Teks yang Ditampilkan —

┄┄┄┄┄┄┄┄┄┄

Tak dipungkiri, kehadiran dunia digital turut mengubah perspektif klub sepakbola, baik dalam meluaskan branding klub agar kian terkenal maupun ajang memancing sponsor. Sayangnya, hal ini seperti tak berlaku pada Persib Bandung.
Padhal, folowers atau pengikut, kreativitas, hingga kesinambungan konten yang disuguhkan di berbagai platform media sosial dari klub sepakbola, sudah menjadi tolak ukur profesionalitas klub itu sendiri.
Sebagai klub besar di Indonesia dengan kombinasi pengikut jutaan di media sosial, Persib menjadi salah satu klub yang sering berkonfrontasi dengan penggemarnya, terutama di media sosial. Bobotoh (sebutan pendukung Persib) sering dibuat geram oleh tim media sosial tim kebanggaannya itu.
Yang terbaru, tweet balasan (reply) di Twitter dari admin Persib yang begitu rancu sukses membuat bobotoh geleng kepala.
Pasalnya, bagaimana bisa seorang admin dari klub dengan jumlah followers aktif terbanyak di Indonesia, melakukan kesalah konyol berupa kerancuan berbahasa? Yang sayangnya hal ini terjadi bukan satu-dua kali saja.
Dan jika dirunut kebelakang, di awal 2020 pada masa pramusim saja, gaung protes sudah menggema di Twitter kala tim media Persib merengek minta subcriber dari bobotoh sebagai syarat melakukan siaran langsung pertandingan pra-musim di youtube.
Cara ini dianggap memalukan oleh beberapa pentolan. Selain tak etis, bobotoh beralibi jika konten Youtube yang disuguhkan menarik dan kreatif, secara spontan penggemar akan senang hati menekan tombol berlangganan, tanpa diminta sekalipun.
Baca juga: konser metal adalah konser musik terbaik
Padahal pada masa awal pandemi lalu, konten digital Persib di lintas digital mulai di apresiasi oleh bobotoh. Namun, sejak beberapa minggu ini, konten Persib dinilai kaku kembali oleh penggemarnya.
Dan jika seperti ini terus, sungguh sangat disayangkan potensi yang dimiliki Persib baik dari segi branding, prestasi hingga bisnis bisa lenyap begitu saja.

┄┄┄┄┄┄┄┄┄┄

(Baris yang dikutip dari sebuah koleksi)
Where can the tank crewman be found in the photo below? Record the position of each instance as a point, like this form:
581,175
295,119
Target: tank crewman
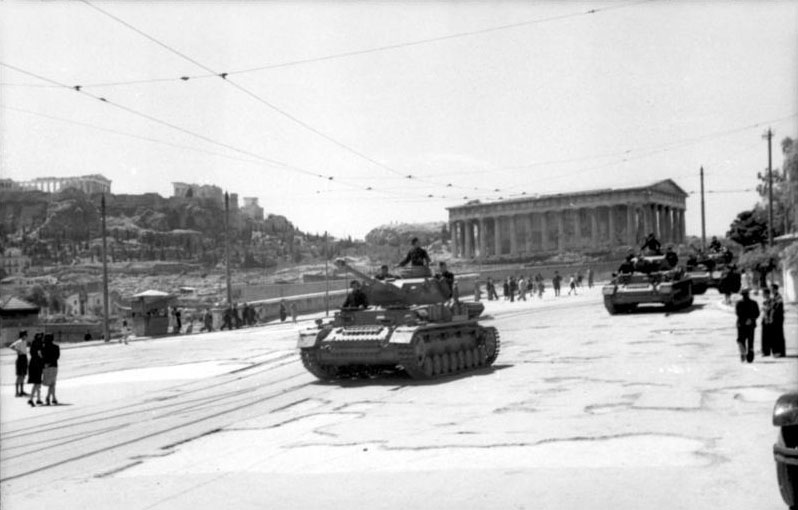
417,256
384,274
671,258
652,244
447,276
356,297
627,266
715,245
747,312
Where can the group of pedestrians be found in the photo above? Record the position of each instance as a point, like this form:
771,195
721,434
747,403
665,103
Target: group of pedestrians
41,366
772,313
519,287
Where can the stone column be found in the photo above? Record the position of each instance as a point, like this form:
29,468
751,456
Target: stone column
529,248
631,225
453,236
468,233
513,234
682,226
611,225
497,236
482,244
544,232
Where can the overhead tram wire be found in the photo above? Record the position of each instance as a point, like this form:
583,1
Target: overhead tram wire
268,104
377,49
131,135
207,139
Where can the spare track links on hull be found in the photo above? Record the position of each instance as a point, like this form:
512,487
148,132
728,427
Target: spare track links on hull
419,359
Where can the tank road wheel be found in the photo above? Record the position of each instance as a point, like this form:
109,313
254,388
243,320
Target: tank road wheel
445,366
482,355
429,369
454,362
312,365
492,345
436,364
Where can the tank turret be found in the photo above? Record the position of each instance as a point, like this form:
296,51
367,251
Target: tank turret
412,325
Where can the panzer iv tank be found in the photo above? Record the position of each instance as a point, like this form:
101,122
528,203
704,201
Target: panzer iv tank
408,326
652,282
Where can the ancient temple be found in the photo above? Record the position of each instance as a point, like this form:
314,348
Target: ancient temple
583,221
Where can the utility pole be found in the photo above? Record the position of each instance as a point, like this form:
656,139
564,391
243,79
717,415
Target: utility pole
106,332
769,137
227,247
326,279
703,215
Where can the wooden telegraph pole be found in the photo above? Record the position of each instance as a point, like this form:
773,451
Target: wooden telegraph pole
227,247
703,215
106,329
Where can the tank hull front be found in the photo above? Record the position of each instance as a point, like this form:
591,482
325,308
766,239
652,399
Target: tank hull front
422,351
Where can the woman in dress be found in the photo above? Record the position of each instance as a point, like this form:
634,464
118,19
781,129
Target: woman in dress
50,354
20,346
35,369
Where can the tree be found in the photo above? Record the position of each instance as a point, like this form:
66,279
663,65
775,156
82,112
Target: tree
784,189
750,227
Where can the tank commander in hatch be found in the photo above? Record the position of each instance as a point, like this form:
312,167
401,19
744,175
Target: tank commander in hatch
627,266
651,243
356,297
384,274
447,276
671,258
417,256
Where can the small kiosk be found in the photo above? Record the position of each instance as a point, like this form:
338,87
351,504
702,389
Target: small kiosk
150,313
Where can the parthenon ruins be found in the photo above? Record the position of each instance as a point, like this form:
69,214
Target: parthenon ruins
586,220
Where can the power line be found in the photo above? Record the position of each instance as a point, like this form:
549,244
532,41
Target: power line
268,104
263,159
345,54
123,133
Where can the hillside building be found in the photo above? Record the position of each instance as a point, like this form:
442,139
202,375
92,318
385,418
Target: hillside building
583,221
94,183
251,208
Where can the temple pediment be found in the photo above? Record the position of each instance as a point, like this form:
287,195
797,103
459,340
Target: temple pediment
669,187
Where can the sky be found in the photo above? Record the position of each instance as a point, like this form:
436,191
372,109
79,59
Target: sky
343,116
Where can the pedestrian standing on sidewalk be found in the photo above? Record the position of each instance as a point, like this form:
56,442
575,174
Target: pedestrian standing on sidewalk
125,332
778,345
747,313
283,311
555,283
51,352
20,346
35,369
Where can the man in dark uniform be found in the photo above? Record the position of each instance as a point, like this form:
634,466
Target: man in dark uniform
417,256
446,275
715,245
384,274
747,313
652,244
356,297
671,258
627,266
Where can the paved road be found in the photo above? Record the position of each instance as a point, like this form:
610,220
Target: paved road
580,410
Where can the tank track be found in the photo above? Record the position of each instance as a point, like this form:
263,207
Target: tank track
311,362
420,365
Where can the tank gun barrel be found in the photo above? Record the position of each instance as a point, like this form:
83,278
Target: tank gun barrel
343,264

┄┄┄┄┄┄┄┄┄┄

Tujuan Tugas — Sebutkan nama panggilan bagi pendukung Persib menurut teks tentang media sosial Persib di atas.

Jawaban Latihan — Bobotoh.